__Tasks and exercises__
- 1) Please rewrite the paragraph of the rule change filing that begins "The Exchange has filed the proposed rule change" as a short list, keeping its main facts.
- 2) Carry the rule change filing forward from its last sentence.

B. Self-Regulatory Organization's Statement on Burden on Competition

    The Exchange does not believe that the proposed rule change will 
impose any burden on competition that is not necessary or appropriate 
in furtherance of the purposes of the Act.

C. Self-Regulatory Organization's Statement on Comments on the Proposed 
Rule Change Received From Members, Participants, or Others

    No written comments were solicited or received with respect to the 
proposed rule change.

III. Date of Effectiveness of the Proposed Rule Change and Timing for 
Commission Action

    The Exchange has filed the proposed rule change pursuant to Section 
19(b)(3)(A)(iii) of the Act \12\ and Rule 19b-4(f)(6) thereunder.\13\ 
Because the proposed rule change does not: (i) Significantly affect the 
protection of investors or the public interest; (ii) impose any 
significant burden on competition; and (iii) by its terms, become 
operative prior to 30 days from the date on which it was filed, or such 
shorter time as the Commission may designate, if consistent with the 
protection of investors and the public interest, the proposed rule 
change has become effective pursuant to Section 19(b)(3)(A) \14\ of the 
Act and Rule 19b-4(f)(6)(iii) thereunder.\15\
---------------------------------------------------------------------------

    \12\ 15 U.S.C. 78s(b)(3)(A)(iii).
    \13\ 17 CFR 240.19b-4(f)(6).
    \14\ 15 U.S.C. 78s(b)(3)(A).
    \15\ 17 CFR 240.19b-4(f)(6)(iii). In addition, Rule 19b-
4(f)(6)(iii) requires that a self-regulatory organization submit to 
the Commission written notice of its intent to file the proposed 
rule change, along with a brief description and text of the proposed 
rule change, at least five business days prior to the date of filing 
of the proposed rule change, or such shorter time as designated by 
the Commission. The Exchange has satisfied this requirement.
---------------------------------------------------------------------------

    A proposed rule change filed under Rule 19b-4(f)(6) \16\ normally 
does not become operative prior to 30 days after the date of the 
filing. However, pursuant to Rule 19b-4(f)(6)(iii),\17\ the Commission 
may designate a shorter time if such action is consistent with the 
protection of investors and the public interest.

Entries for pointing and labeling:
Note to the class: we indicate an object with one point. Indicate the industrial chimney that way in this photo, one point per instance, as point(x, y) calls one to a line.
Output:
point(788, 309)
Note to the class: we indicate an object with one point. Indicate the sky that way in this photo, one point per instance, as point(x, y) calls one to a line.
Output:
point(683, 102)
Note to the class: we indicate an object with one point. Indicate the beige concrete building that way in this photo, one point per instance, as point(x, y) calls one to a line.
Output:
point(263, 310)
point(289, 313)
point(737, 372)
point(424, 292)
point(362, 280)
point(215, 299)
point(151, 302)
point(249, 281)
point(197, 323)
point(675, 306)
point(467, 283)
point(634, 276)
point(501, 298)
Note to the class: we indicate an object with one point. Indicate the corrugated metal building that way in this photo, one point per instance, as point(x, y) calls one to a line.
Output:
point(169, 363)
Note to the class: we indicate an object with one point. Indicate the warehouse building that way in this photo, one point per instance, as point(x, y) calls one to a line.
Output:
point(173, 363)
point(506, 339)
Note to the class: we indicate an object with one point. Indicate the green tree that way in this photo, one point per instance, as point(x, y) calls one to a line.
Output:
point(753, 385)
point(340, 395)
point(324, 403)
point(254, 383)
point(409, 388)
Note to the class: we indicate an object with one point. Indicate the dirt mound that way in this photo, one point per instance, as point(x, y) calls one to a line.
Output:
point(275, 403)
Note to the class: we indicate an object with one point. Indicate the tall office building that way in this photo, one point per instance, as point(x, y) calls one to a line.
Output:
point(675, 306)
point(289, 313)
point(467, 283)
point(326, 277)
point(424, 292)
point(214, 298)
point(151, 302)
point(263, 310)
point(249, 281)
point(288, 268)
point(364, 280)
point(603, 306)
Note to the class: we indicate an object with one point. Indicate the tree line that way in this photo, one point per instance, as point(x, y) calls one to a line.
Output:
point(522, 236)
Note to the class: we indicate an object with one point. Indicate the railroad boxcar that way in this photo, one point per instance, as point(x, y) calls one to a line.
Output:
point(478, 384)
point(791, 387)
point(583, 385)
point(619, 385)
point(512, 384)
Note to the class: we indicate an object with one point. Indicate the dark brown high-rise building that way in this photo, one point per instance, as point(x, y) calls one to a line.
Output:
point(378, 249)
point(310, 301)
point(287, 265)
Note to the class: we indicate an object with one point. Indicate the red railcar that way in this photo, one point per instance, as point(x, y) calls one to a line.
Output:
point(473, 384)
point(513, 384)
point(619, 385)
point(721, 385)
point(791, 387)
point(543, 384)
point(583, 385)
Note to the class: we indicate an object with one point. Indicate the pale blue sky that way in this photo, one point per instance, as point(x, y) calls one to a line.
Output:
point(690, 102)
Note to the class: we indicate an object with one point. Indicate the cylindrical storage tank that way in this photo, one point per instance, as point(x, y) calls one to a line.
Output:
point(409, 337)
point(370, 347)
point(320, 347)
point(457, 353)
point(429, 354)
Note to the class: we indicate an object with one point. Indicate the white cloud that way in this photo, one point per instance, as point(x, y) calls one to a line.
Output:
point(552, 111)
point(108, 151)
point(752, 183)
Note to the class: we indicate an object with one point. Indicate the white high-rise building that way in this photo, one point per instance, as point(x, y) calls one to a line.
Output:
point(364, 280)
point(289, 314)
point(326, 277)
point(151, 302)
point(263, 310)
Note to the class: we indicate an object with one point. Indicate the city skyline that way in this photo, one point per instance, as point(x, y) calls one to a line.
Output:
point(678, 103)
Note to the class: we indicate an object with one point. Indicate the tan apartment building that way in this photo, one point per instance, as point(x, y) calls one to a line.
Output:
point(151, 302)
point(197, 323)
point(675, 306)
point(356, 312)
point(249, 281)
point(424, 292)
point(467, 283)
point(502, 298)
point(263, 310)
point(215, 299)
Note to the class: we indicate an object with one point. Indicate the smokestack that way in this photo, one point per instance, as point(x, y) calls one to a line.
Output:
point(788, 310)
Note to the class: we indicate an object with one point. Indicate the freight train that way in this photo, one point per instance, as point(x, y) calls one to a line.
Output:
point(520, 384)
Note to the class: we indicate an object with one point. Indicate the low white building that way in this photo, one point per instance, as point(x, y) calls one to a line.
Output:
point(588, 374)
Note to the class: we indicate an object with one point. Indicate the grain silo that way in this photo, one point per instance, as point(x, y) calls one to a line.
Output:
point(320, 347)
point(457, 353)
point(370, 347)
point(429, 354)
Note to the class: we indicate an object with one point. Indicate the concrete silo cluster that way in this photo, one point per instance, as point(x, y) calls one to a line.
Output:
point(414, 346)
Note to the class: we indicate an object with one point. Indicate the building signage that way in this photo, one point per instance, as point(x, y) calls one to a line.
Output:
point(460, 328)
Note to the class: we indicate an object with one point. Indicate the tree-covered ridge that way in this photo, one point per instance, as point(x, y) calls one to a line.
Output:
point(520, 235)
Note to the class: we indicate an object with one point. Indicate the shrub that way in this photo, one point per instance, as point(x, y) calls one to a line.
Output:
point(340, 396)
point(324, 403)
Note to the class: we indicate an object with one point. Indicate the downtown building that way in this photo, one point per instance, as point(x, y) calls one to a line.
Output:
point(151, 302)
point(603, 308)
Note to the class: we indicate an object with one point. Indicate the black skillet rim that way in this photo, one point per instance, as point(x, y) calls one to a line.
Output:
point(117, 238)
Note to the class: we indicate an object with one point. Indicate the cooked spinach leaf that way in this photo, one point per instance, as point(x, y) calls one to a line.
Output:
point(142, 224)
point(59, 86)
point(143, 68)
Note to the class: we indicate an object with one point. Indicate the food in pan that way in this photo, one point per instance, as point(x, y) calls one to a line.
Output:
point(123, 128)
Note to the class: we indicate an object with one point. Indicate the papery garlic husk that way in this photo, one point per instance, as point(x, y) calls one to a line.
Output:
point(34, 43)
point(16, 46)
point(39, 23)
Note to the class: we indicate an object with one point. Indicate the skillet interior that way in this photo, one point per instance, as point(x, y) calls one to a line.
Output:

__Responses__
- 1)
- The Exchange filed the proposed rule change under Section 19(b)(3)(A)(iii) of the Act and Rule 19b-4(f)(6).
- The change does not significantly affect the protection of investors or the public interest.
- It does not impose any significant burden on competition.
- By its terms, it does not become operative until 30 days after filing, unless the Commission designates a shorter time consistent with investor protection and the public interest.
- For these reasons, it has become effective under Section 19(b)(3)(A) of the Act and Rule 19b-4(f)(6)(iii).

- 2)
---------------------------------------------------------------------------

    \16\ 17 CFR 240.19b-4(f)(6).
    \17\ 17 CFR 240.19b-4(f)(6)(iii).
---------------------------------------------------------------------------

    At any time within 60 days of the filing of the proposed rule 
change, the Commission may summarily abrogate such rule change if it 
appears to the Commission that such action is necessary or appropriate 
in the public interest, for the protection of investors, or otherwise 
in furtherance of the purposes of the Act.

IV. Solicitation of Comments

    Interested persons are invited to submit written data, views, and 
arguments concerning the foregoing, including whether the proposed rule 
change is consistent with the Act. Comments may be submitted by any of 
the following methods:

Electronic Comments

     Use the Commission's Internet comment form (https://www.sec.gov/rules/sro.shtml); or
     Send an e-mail to rule-comments@sec.gov. Please include 
File Number SR-NYSE-2010-33 on the subject line.

Paper Comments

     Send paper comments in triplicate to Elizabeth M. Murphy, 
Secretary, Securities and Exchange Commission, 100 F Street, NE., 
Washington, DC 20549-1090.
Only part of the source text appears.